Um vídeo que espelha uma altercação no trânsito, e insultos gestuais, entre dois pais que disputavam lugar para parar o carro, à porta da Escola Portuguesa, tornou-se na semana passada viral. Multiplicam-se os típicos comentários de desvario mental e moral com que somos diariamente prendados nas redes sociais. Não fosse incluir a venal provocação do ódio, e da xenofobia, a discussão seria apenas ridícula; assim sendo, vale a pena limpar o terreno minado, para que não exploda na cara de todos nós.

Sim, a senhora que vê a mandar o outro motorista àquela parte, com o dedo em riste, é advogada e é portuguesa. Mas não reagiu daquela forma por ser mulher, branca, católica ou do Benfica – não faço ideia o que seja. Fê-lo pelo mesmo motivo que um chinês, homem, budista e sportinguista o faria. Mal, como todos os géneros, crenças e etnias concordam. O realizador, que não cedeu o espaço que lhe havia sido pedido, achou por bem buzinar repetidamente e intimidar quem, de forma ousada – quiçá perigosa – se pôs à sua frente. Compreende-se. Estava irritado, passou-se das estribeiras. Escusa é de exibir a falsa candura e o ataque xenófobo. Não faz é qualquer sentido vilipendiar a senhora por ser “estrangeira”; e o incidente certamente não merece as campanhas que se seguiram para que seja “despedida” – até “deportada”. Se em frente à câmara estivesse um boss da 14k, pondo-se à sua frente de limousine e segurança, gostava de ver se lhe buzinava, se o postava nas redes sociais; se se seguiam campanhas para prendê-lo… já era uma testosterona que valia a pena ver.

Esta coisa de filmar toda a gente, com uma câmara no carro, também merece reflexão. Faz parte da cultura local; é até aceite como prova em tribunal; mas claramente viola o princípio da privacidade – e do bom senso

O senhor que postou o vídeo, retirando o som para que não se percebesse o seu papel na altercação, não peca por ser chinês, malaio ou filipino; nem merece castigo. Vale a pena é que perceba, com bom senso e proporção, o que realmente está em causa. Estava irritado, exagerou… acontece; também não há drama. Só peca é por achar que a mulher, de pele diferente, não merece ali estar… curiosamente à porta da Escola Portuguesa, onde escolheu matricular o(s) filho(s); num local onde também ele enfrenta diariamente a dificuldade em largar os miúdos. Já que é tão moralista, talvez pudesse ser solidário com quem enfrenta um problema igual ao seu. A cor da pele não os separa; e o que os junta é muito: ambos são pais; tentam deixar a horas os putos nas aulas, têm depois de ir trabalhar – suponho – aturar patrões e clientes; vivem em Macau, certamente porque querem, gostam, e com o mesmo direito. Àquela hora, naquele contexto, não podiam ser mais iguais. Aliás, ambos fizeram asneira e cometeram excessos – até nisso são cúmplices e solidários.

> **Tarefa pedida**:
Cite, sem qualquer alteração, o trecho do texto sobre a altercação à porta da Escola Portuguesa que começa em "Um vídeo que" e segue até "de todos nós.".

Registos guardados
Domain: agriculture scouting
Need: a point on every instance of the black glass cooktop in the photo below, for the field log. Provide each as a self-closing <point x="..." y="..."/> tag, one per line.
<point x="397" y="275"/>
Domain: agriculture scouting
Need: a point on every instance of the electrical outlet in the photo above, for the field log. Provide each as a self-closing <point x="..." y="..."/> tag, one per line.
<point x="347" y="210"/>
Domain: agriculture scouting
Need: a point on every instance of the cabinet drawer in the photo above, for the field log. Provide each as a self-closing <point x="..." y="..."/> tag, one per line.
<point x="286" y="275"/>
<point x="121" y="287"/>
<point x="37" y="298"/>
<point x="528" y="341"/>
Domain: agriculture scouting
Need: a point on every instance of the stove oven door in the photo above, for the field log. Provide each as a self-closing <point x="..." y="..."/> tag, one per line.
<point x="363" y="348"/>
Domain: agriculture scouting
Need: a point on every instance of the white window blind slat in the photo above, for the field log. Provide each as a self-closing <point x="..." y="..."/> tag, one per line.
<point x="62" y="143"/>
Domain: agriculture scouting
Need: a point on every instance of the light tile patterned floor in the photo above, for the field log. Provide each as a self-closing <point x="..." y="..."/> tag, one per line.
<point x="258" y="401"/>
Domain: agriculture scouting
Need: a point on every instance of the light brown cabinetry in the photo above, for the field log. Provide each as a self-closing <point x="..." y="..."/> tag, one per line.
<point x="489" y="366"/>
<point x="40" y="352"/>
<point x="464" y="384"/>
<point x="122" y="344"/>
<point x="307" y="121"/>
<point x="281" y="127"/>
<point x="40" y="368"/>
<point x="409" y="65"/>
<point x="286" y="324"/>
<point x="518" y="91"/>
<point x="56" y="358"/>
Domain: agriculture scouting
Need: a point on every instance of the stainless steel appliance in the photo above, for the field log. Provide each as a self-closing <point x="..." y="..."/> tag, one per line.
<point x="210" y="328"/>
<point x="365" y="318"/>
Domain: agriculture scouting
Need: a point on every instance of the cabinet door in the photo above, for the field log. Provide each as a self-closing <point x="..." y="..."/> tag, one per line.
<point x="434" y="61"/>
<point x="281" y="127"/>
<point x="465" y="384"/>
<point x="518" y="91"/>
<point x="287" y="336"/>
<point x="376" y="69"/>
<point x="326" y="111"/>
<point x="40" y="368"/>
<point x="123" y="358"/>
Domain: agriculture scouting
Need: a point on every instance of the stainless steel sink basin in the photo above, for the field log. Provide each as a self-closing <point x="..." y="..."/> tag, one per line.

> **Problema resolvido**:
Um vídeo que espelha uma altercação no trânsito, e insultos gestuais, entre dois pais que disputavam lugar para parar o carro, à porta da Escola Portuguesa, tornou-se na semana passada viral. Multiplicam-se os típicos comentários de desvario mental e moral com que somos diariamente prendados nas redes sociais. Não fosse incluir a venal provocação do ódio, e da xenofobia, a discussão seria apenas ridícula; assim sendo, vale a pena limpar o terreno minado, para que não exploda na cara de todos nós.